Records for this task ▸
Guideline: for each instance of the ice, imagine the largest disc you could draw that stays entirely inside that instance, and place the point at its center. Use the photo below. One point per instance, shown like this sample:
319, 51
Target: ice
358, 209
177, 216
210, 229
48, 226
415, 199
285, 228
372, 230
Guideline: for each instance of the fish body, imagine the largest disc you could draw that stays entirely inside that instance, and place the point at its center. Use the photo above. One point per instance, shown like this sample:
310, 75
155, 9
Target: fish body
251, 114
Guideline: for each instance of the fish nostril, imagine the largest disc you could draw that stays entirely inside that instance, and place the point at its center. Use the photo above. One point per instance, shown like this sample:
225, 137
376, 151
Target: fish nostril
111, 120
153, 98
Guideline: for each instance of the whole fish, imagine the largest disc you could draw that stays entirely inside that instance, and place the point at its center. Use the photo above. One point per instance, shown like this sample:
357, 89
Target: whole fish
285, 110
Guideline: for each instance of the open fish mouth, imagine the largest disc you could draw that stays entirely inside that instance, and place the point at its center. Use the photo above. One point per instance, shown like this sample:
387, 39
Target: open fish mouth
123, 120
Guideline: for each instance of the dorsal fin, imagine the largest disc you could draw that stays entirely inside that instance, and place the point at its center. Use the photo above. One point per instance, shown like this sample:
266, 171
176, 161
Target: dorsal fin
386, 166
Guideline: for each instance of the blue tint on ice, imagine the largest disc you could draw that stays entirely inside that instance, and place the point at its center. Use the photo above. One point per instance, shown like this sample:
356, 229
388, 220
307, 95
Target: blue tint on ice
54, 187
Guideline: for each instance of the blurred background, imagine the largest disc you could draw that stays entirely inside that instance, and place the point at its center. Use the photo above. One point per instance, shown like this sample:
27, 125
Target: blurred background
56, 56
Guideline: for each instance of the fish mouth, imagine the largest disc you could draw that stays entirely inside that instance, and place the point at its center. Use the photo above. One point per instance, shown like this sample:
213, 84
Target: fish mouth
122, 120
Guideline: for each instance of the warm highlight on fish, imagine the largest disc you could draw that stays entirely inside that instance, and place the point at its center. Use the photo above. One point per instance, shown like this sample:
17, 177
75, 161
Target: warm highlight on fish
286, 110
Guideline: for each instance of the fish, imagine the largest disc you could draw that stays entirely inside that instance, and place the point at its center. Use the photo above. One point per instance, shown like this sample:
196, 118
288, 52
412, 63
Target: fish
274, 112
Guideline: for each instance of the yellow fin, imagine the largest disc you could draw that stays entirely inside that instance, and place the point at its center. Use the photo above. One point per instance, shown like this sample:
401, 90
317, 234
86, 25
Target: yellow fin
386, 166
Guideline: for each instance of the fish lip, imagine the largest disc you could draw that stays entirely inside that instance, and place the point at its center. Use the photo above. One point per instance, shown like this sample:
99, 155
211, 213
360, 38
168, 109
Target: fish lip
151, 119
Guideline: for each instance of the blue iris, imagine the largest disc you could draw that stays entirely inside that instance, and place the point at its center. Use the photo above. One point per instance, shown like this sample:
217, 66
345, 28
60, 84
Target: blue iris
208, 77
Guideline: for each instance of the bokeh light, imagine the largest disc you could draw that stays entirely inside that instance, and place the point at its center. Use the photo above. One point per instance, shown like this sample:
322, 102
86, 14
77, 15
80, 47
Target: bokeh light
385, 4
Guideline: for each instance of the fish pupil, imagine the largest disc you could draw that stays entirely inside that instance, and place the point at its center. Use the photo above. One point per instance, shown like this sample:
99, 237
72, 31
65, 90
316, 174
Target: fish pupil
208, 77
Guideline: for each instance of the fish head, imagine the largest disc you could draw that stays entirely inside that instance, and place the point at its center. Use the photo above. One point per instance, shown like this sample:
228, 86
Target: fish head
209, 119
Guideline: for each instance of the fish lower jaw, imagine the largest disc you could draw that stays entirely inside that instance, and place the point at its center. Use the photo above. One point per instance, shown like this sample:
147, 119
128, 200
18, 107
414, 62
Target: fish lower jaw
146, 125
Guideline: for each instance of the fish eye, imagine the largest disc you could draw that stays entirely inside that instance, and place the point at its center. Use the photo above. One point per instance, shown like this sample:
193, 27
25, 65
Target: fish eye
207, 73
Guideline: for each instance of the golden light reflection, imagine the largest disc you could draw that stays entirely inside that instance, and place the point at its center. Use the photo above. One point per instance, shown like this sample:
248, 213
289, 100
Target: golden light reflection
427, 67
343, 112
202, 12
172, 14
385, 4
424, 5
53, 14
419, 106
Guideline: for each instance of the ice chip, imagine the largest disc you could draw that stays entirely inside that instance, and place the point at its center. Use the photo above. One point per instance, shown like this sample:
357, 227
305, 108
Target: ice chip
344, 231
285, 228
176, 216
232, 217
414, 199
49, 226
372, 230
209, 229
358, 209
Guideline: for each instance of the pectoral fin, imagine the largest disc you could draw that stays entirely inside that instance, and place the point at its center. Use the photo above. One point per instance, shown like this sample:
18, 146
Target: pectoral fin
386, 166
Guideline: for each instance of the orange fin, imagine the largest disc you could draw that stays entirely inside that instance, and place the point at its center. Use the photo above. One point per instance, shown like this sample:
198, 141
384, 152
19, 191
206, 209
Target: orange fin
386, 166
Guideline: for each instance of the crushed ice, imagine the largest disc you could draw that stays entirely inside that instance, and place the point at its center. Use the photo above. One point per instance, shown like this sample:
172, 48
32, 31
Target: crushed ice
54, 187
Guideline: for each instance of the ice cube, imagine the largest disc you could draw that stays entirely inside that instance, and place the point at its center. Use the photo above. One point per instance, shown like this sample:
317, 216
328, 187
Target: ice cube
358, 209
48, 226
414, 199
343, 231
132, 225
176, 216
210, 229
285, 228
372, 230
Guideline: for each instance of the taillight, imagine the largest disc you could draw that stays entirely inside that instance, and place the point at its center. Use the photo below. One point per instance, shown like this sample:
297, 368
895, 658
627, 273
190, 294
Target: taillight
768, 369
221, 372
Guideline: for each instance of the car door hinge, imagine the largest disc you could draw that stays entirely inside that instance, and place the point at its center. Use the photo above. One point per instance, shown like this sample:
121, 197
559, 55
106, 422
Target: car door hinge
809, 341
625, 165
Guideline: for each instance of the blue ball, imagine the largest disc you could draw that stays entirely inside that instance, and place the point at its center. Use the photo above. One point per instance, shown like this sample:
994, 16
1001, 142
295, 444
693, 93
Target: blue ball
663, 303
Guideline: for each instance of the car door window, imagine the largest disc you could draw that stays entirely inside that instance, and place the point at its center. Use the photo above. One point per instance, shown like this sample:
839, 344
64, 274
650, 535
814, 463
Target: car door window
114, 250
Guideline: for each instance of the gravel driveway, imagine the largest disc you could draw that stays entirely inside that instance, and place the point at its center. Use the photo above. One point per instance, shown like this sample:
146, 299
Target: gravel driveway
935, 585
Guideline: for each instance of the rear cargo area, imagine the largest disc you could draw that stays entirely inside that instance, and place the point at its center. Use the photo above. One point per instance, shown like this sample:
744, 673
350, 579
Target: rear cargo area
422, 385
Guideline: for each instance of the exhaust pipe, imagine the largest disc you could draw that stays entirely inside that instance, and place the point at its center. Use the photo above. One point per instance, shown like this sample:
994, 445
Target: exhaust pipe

What you have to do ▸ Copy out, unchanged, the lines of the items above, starting with the line that contains "Guideline: for each instance of the car door window, imagine" and going on through the last line of the items.

Task solution ▸
Guideline: for each instance of the car door window, imagine the largest disc you could draw that stays entirely inside that instance, and place the point at its center. Use the photo above. One point per instance, shown like this sample:
839, 344
64, 274
650, 535
814, 463
Target: car door window
114, 250
Guideline: for each instance of the gravel driveway, imagine the largest disc you could draw that stays entirely inside that instance, and place the point at its center. Use the photo above. One point per instance, shown like this sample:
146, 299
Target: gravel driveway
935, 585
Guideline: for each instance of the rear cargo area, imagine the largest disc you could draw that stays entirely inside that instance, and place the point at its center. Use the photo above. One point per instance, shown like this sample:
744, 673
350, 579
Target: rear cargo area
422, 385
Guideline: for each instance of the exhaust pipe, imagine the largest disc you could draw that stays entirely inside that instance, and place the point at its center. Use the photo above. One point per instance, shown like this sample:
994, 445
Target: exhaust pipe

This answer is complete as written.